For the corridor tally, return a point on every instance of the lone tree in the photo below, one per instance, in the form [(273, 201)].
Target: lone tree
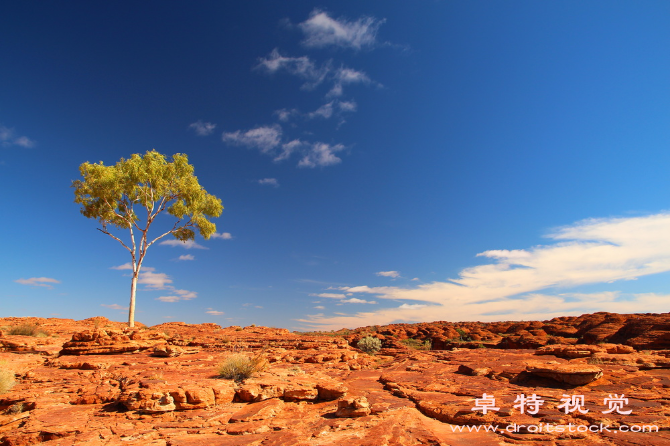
[(110, 193)]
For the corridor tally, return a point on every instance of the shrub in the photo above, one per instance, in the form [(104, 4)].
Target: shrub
[(417, 344), (463, 335), (28, 330), (7, 379), (370, 345), (239, 367)]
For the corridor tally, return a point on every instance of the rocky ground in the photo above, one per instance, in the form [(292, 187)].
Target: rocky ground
[(595, 379)]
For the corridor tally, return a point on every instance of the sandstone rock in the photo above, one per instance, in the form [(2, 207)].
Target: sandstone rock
[(149, 401), (258, 411), (331, 391), (98, 342), (352, 407), (167, 351), (572, 374)]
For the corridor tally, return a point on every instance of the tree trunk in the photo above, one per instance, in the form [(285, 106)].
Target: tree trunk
[(131, 309)]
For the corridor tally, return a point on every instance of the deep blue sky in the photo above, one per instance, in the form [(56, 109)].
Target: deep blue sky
[(377, 161)]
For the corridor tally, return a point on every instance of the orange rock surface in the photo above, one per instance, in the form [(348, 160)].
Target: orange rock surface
[(593, 379)]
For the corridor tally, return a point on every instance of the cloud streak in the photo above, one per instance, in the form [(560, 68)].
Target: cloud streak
[(38, 281), (511, 286), (8, 138), (321, 30)]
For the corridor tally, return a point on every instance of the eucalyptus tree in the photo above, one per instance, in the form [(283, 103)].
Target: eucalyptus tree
[(112, 194)]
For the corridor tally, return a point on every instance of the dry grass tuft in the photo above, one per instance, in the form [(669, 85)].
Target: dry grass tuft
[(28, 330), (239, 367), (7, 380)]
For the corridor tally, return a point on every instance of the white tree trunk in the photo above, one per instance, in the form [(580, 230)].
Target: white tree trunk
[(131, 309)]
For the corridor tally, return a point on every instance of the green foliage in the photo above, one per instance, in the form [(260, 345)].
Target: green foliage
[(7, 380), (464, 337), (109, 193), (239, 367), (28, 330), (112, 195), (417, 344), (370, 345)]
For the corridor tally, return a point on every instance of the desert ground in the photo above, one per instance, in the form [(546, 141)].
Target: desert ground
[(598, 379)]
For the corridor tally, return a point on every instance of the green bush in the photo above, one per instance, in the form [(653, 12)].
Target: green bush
[(239, 367), (463, 335), (28, 330), (370, 345), (7, 379), (417, 344)]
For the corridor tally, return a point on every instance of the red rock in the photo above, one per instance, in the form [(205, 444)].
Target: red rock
[(352, 407), (572, 374)]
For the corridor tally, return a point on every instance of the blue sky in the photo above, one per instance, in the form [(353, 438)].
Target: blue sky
[(378, 161)]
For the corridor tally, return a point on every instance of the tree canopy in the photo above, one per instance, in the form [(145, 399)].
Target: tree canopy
[(111, 194)]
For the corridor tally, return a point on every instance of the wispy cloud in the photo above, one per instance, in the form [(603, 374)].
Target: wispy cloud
[(269, 181), (177, 295), (9, 138), (392, 274), (186, 257), (322, 30), (202, 128), (285, 114), (355, 300), (38, 281), (154, 280), (330, 295), (265, 138), (189, 244), (114, 307), (321, 154), (325, 111), (595, 251)]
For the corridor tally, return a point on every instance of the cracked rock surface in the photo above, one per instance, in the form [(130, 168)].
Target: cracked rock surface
[(97, 382)]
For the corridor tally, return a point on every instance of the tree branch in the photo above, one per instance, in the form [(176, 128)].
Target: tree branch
[(169, 232), (104, 231)]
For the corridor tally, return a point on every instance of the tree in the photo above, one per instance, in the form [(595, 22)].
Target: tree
[(110, 193)]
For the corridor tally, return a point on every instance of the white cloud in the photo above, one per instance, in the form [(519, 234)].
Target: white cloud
[(393, 274), (347, 106), (114, 307), (24, 141), (585, 253), (178, 295), (8, 138), (321, 154), (186, 257), (354, 300), (154, 280), (330, 295), (325, 111), (411, 306), (185, 294), (284, 115), (289, 148), (37, 281), (168, 298), (302, 67), (189, 244), (264, 138), (202, 128), (322, 30), (269, 181)]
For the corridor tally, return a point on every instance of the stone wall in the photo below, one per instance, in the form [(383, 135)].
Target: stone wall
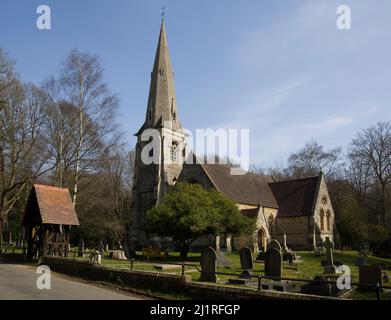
[(298, 232), (169, 283)]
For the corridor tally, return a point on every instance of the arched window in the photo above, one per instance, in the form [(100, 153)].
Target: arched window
[(271, 225), (328, 223), (174, 151), (321, 219)]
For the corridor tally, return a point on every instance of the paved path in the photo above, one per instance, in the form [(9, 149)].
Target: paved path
[(19, 282)]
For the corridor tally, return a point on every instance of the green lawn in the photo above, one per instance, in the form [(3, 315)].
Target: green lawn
[(308, 267)]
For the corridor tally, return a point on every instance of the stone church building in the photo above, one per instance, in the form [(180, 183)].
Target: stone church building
[(298, 210)]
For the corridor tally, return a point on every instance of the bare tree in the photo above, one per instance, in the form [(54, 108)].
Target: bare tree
[(23, 153), (370, 154), (85, 114), (312, 159)]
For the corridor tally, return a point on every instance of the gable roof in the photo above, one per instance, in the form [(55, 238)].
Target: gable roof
[(50, 205), (296, 197), (248, 188)]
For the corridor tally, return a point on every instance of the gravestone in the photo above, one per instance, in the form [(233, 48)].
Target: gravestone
[(274, 244), (222, 260), (273, 263), (246, 261), (117, 255), (362, 259), (229, 245), (81, 249), (208, 265), (100, 247), (97, 257), (119, 245), (329, 267), (369, 275), (285, 246)]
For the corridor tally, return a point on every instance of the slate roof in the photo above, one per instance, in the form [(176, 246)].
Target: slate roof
[(248, 188), (295, 197), (51, 205)]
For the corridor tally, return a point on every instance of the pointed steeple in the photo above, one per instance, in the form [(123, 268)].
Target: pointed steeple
[(162, 100)]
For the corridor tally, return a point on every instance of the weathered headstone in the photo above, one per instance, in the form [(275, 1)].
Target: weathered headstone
[(222, 259), (100, 247), (273, 263), (229, 245), (208, 265), (117, 255), (119, 245), (369, 275), (362, 259), (285, 246), (274, 244), (246, 261), (81, 249), (330, 267), (97, 257)]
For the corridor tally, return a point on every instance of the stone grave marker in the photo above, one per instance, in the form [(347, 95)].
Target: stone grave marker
[(285, 246), (208, 265), (362, 259), (222, 260), (274, 244), (117, 255), (246, 261), (329, 266), (273, 263), (369, 275), (100, 247), (81, 249)]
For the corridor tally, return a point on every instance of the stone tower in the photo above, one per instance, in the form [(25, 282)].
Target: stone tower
[(151, 180)]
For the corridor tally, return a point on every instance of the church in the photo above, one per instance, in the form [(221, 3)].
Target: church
[(296, 212)]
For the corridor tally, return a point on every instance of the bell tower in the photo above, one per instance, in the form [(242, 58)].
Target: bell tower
[(151, 180)]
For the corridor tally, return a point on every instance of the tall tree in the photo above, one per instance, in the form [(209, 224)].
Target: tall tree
[(85, 114), (188, 211), (312, 159), (370, 154)]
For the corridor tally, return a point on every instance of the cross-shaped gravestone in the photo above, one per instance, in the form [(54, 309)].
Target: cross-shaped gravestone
[(330, 267), (285, 246), (100, 247), (246, 262), (81, 248), (208, 265), (329, 245)]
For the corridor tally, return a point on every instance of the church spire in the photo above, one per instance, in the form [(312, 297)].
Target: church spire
[(162, 100)]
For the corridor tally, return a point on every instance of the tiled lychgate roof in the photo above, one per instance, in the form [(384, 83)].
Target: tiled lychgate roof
[(54, 205)]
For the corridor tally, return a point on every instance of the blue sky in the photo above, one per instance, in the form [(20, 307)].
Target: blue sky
[(280, 68)]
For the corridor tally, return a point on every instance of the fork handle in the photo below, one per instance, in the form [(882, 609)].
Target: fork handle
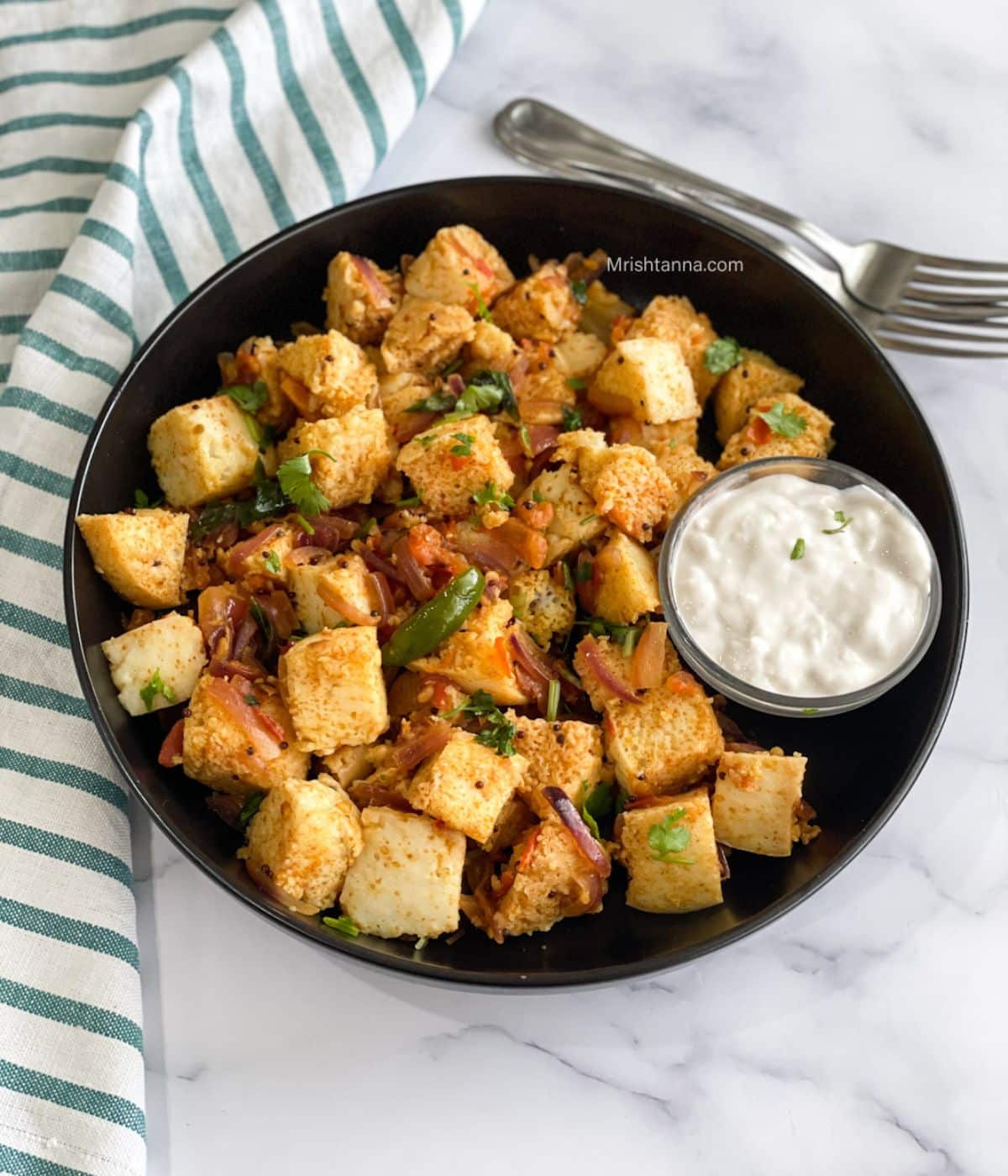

### What you have to do
Render the data from the line containing "form [(104, 4)]." through the line containing "351), (572, 374)]", both ends included, as a Markdown table with the columns No. and Text. Number each row and leave out blank lines.

### Solution for this task
| No. | Text |
|---|---|
| 1 | For the corridor tally, return a point on every instance of the shrub in the photo above, one per instance, in the form [(104, 4)]. |
| 2 | Target: shrub |
| 3 | [(417, 344), (463, 335), (28, 330), (7, 379), (370, 345), (239, 367)] |
| 4 | For the corridor tally, return a point on every instance of the rocky ground in the photo above, one per instance, in the form [(292, 187)]. |
| 5 | Target: rocky ground |
| 6 | [(595, 379)] |
| 7 | For the corridor tally, return a point on every instance of the sandstone rock in the photo above, one per instance, in the form [(2, 207)]. |
| 8 | Target: sandstone rock |
| 9 | [(149, 401), (258, 411), (331, 391), (98, 342), (352, 407), (167, 351), (572, 374)] |